[Data on locating named things]
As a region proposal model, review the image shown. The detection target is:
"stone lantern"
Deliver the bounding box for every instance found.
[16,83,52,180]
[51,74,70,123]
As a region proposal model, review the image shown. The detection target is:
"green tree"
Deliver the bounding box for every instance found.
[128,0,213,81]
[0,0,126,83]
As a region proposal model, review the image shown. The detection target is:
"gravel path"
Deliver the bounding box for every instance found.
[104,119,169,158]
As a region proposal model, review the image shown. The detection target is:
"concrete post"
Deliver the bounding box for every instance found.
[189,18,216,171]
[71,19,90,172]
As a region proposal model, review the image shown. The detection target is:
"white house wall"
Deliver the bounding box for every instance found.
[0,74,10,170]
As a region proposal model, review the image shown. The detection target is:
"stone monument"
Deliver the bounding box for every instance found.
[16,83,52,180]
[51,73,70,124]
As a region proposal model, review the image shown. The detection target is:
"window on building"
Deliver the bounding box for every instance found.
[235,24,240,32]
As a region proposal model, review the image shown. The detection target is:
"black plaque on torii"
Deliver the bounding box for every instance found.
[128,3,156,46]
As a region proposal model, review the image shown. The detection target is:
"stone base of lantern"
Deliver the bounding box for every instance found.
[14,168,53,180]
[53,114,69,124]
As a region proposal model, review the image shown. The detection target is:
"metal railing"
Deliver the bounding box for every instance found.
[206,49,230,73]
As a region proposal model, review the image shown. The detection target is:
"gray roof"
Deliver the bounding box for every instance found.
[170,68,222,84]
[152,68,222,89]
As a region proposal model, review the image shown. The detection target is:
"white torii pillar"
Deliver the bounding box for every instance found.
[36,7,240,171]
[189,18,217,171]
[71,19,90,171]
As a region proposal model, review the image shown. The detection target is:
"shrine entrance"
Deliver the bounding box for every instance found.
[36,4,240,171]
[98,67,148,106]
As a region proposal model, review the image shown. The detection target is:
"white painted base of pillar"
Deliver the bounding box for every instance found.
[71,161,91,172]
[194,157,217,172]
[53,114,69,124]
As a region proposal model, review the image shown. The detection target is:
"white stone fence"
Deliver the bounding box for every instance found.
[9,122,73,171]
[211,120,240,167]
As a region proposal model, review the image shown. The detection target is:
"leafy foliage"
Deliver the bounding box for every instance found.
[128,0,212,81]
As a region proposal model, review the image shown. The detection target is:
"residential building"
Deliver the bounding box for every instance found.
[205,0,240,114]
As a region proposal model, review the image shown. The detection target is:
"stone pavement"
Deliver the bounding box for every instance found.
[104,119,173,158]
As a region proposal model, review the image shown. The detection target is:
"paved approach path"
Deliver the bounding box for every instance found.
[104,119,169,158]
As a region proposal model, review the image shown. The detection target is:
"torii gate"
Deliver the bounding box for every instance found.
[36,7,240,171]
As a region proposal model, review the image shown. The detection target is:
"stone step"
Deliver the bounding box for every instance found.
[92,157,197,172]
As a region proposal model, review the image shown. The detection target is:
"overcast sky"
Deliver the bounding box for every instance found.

...

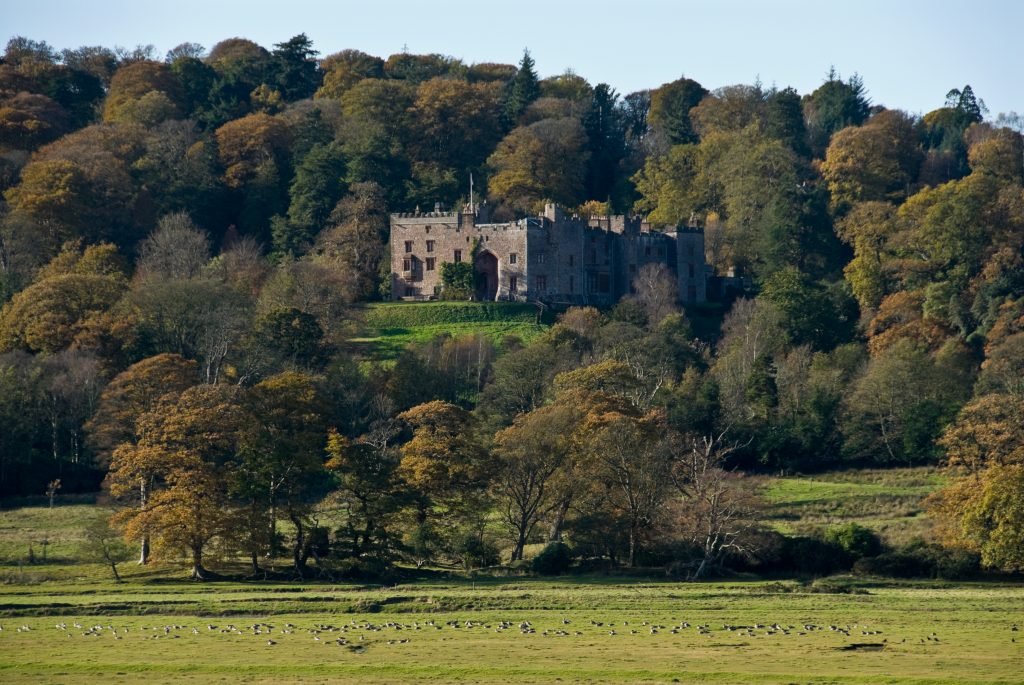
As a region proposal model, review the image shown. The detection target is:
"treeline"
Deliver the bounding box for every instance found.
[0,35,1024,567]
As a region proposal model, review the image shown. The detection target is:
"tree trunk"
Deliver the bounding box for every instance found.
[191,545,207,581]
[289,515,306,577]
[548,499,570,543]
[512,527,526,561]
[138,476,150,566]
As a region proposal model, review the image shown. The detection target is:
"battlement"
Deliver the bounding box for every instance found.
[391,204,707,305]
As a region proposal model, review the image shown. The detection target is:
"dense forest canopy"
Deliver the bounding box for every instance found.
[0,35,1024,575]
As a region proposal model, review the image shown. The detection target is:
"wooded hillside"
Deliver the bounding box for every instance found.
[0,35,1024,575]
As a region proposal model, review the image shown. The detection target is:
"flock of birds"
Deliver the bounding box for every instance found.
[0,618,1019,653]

--

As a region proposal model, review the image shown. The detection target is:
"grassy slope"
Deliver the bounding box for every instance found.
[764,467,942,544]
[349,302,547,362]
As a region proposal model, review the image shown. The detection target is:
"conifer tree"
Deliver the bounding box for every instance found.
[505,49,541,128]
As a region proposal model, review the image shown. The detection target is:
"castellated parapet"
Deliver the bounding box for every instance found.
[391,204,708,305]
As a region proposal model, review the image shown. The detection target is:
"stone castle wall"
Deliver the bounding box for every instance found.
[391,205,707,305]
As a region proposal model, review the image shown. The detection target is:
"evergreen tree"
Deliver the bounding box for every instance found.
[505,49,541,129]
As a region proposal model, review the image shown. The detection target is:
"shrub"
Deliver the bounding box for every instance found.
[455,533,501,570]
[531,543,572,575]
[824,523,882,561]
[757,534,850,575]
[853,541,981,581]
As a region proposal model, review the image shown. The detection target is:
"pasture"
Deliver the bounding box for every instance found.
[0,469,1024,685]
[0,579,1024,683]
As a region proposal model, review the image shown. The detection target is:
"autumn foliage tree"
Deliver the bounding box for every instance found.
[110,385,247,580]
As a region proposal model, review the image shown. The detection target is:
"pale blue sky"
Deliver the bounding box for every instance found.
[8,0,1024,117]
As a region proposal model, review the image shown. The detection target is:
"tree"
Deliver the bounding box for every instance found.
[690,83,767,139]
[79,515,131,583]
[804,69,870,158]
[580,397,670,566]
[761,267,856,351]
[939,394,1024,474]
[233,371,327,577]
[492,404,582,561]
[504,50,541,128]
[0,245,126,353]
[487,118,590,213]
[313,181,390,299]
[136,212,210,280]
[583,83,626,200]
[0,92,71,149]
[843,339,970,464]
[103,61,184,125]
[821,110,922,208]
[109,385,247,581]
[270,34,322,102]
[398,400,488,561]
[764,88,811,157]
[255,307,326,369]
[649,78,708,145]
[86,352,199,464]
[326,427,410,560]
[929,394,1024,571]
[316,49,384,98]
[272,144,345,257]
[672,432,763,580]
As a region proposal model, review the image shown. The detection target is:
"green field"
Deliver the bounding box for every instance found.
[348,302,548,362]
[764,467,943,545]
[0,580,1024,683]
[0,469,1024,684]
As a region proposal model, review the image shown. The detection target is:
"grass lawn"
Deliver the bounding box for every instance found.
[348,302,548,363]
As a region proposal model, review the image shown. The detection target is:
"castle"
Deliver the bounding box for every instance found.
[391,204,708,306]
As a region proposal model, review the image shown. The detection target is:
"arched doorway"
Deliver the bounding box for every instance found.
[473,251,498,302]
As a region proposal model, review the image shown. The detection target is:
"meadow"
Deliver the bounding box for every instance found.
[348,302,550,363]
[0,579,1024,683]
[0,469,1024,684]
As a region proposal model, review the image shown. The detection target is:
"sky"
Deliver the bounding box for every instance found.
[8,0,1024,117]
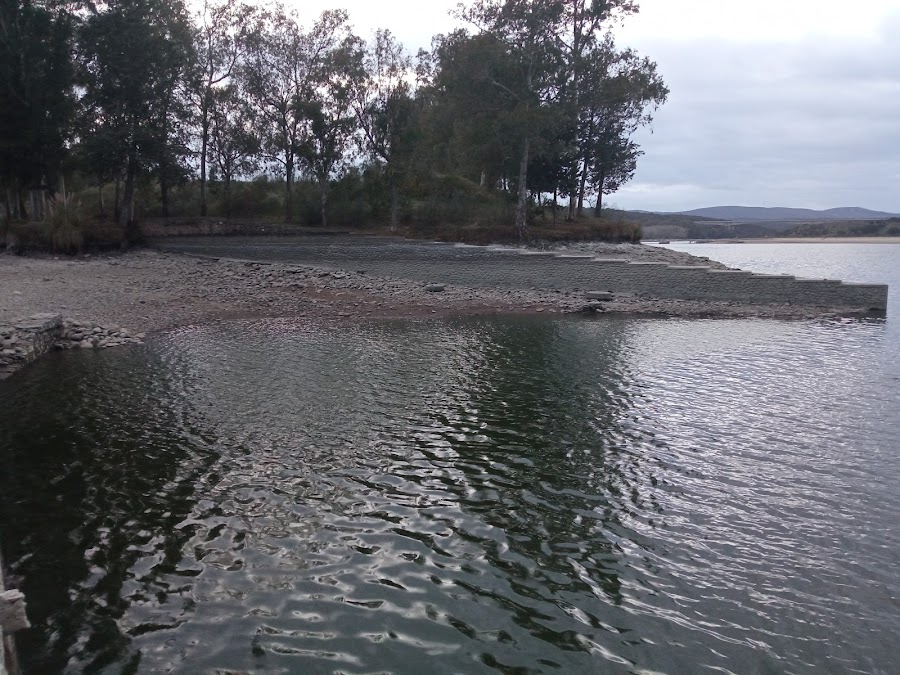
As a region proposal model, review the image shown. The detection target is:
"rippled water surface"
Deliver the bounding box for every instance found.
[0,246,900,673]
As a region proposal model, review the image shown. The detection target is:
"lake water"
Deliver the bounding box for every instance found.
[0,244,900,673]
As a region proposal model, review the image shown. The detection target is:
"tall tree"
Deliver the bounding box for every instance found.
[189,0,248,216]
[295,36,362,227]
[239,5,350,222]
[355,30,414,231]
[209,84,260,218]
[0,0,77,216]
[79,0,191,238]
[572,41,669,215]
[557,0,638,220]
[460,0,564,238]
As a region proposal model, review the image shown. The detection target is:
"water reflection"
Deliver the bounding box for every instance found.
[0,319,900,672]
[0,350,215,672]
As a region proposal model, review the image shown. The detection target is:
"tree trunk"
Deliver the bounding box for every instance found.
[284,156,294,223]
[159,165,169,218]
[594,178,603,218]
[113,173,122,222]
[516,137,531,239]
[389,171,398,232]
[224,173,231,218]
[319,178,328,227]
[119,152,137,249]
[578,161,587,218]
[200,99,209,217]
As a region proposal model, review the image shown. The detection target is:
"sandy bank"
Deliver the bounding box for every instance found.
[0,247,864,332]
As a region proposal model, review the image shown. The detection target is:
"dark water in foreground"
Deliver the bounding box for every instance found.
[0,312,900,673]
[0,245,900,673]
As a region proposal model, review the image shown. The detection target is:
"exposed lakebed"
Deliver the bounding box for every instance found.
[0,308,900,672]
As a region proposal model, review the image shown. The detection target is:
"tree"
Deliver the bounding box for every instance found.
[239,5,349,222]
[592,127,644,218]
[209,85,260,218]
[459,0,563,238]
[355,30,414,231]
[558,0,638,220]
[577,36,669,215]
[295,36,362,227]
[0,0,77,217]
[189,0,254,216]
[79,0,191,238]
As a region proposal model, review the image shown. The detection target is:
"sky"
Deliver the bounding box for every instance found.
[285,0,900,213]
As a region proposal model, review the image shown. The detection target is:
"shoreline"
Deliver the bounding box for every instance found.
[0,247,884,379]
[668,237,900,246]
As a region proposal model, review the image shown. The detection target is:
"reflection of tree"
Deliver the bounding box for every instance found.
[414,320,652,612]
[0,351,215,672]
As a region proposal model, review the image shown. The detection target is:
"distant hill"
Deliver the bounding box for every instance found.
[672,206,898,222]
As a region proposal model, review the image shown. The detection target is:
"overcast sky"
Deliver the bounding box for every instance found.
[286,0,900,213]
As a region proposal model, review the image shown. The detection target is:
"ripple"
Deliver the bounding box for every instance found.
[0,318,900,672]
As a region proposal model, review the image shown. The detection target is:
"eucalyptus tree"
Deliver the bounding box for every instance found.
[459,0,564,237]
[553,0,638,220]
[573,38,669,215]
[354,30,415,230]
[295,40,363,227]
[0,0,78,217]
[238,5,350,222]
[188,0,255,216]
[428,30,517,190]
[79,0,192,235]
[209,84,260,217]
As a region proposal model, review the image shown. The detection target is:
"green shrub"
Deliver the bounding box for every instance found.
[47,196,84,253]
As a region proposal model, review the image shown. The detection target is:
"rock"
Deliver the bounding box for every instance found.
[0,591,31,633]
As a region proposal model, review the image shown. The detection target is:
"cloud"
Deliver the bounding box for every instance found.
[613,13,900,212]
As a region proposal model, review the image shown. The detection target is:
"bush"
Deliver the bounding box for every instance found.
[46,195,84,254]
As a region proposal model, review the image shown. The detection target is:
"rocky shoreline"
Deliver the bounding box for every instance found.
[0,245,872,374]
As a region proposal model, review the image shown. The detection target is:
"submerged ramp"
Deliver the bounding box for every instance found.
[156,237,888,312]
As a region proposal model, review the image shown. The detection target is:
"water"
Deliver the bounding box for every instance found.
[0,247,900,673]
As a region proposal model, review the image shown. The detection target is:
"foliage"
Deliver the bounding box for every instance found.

> **Request**: Locate every line in the data above that contains the string "foliage", matching case exactly, and copy each of those lines.

> **Output of the task**:
"leafy foliage"
"autumn foliage tree"
"foliage"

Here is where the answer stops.